EXERCISE PROMPT:
Edit the lines below from the one containing "Detection query: enumerate every tree" down to the end, replacing "scene" with "image" and leaving everything else unchanged. Return only those lines.

--

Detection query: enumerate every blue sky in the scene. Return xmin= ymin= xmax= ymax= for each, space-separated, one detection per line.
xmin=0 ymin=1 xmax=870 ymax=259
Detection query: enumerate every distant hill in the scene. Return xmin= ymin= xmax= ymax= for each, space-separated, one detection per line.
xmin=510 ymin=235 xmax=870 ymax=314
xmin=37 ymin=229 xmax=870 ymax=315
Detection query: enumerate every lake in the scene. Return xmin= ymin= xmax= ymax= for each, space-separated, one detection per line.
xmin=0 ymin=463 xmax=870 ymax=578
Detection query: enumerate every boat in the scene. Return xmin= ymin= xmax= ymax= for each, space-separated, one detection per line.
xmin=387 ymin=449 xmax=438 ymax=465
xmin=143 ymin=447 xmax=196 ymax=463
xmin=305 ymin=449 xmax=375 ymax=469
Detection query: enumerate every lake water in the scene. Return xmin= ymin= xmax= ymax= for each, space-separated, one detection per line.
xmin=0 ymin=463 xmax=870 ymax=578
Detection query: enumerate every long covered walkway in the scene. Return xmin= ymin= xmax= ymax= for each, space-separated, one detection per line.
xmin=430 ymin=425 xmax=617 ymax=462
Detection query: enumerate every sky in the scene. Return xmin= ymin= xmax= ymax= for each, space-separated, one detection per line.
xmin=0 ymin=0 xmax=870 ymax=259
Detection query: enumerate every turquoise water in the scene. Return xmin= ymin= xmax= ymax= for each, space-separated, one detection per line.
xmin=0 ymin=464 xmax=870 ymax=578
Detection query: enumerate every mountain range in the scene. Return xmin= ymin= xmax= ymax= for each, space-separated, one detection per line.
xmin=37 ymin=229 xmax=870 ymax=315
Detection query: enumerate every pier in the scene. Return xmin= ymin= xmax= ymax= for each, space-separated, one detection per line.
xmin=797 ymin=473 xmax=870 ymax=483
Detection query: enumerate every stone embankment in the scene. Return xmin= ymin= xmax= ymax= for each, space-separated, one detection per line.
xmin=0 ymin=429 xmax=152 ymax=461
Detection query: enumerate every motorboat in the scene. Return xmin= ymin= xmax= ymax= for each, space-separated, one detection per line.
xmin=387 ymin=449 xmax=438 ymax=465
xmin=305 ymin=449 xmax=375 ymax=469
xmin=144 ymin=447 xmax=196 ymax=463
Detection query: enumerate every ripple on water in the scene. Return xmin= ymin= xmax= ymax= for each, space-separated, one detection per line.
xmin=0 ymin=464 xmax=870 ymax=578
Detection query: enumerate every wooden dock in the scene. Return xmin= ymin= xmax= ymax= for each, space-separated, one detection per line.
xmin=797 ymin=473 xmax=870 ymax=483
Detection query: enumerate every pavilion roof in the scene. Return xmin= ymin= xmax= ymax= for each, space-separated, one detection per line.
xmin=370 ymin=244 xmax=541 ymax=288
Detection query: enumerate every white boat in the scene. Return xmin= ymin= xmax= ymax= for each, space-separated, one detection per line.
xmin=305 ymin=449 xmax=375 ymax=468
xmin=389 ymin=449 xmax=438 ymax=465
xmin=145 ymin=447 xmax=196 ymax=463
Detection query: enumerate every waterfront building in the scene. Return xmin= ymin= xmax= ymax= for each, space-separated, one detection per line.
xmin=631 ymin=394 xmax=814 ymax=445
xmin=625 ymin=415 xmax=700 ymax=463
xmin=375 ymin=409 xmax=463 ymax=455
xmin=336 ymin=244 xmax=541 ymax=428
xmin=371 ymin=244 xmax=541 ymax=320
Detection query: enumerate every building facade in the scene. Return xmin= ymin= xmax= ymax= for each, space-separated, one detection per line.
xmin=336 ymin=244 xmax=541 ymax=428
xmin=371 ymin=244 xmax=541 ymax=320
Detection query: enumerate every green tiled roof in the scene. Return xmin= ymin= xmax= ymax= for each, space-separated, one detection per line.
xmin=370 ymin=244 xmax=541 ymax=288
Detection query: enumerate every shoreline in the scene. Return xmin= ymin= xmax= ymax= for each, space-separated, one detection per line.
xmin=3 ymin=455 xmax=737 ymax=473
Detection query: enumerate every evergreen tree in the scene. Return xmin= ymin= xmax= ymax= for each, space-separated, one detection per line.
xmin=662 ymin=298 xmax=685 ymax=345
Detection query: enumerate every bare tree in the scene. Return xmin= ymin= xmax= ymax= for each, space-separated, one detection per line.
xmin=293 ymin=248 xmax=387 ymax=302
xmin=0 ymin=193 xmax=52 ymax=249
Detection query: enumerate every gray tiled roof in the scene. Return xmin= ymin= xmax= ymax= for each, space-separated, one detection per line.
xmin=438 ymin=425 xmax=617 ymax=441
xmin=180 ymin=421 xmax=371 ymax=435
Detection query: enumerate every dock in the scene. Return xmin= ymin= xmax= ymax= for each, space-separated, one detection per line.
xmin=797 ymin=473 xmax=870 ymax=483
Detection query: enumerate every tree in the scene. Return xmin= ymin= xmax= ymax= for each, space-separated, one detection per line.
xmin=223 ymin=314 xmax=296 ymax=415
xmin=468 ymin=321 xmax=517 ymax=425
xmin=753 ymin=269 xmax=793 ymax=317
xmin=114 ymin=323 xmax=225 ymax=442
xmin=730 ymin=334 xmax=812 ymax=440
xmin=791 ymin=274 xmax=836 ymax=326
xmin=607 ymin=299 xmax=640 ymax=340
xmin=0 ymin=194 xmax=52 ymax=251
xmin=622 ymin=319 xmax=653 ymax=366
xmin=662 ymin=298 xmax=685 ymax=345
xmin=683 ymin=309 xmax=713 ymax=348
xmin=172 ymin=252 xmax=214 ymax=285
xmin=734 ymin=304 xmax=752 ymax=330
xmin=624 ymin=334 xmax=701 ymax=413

--

TASK OUTPUT:
Detection query: enumerate every tree in the image. Return xmin= ymin= xmax= ymax= for each, space-separated, one detection per line.
xmin=223 ymin=314 xmax=296 ymax=415
xmin=468 ymin=321 xmax=517 ymax=425
xmin=753 ymin=269 xmax=793 ymax=317
xmin=114 ymin=323 xmax=225 ymax=442
xmin=730 ymin=334 xmax=812 ymax=440
xmin=791 ymin=274 xmax=836 ymax=326
xmin=607 ymin=299 xmax=640 ymax=340
xmin=0 ymin=194 xmax=52 ymax=251
xmin=622 ymin=319 xmax=653 ymax=366
xmin=662 ymin=298 xmax=685 ymax=345
xmin=683 ymin=309 xmax=713 ymax=348
xmin=172 ymin=252 xmax=214 ymax=285
xmin=734 ymin=304 xmax=752 ymax=330
xmin=624 ymin=334 xmax=701 ymax=413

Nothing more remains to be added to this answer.